> **TASK DIRECTIONS**
Collect every line of the entries below that contains the word "figurine", matching case.

> **RECORDS FOR PROCESSING**
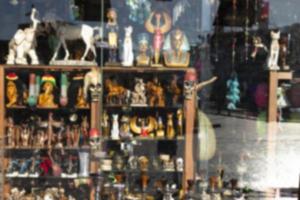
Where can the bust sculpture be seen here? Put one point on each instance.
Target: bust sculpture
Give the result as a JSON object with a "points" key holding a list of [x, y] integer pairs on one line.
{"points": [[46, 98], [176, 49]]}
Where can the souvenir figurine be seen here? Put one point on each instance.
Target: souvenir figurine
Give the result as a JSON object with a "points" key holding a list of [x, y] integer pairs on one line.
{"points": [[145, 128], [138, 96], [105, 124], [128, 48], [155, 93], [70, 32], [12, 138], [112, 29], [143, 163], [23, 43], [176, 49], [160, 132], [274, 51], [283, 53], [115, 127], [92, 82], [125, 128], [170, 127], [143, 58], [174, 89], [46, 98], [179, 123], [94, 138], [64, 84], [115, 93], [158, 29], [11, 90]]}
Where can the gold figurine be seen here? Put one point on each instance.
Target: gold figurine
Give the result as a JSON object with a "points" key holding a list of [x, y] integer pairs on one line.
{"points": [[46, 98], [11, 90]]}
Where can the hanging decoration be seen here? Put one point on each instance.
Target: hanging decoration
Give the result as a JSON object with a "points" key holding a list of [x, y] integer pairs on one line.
---
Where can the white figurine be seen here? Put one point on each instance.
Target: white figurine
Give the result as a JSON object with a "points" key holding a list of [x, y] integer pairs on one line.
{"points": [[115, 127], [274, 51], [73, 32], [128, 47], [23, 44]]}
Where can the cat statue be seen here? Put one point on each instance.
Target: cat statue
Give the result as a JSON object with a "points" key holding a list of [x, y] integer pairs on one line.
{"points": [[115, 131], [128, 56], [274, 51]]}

> **REPLY**
Where can the souvenir figurine be seen here? Put one point on each instance.
Target: souvenir figurine
Where can the gold figurine be seen here? Put one point on each instance.
Target: gold figurine
Where can the white figurine be seen here? Put one point on each instance.
Target: white figurine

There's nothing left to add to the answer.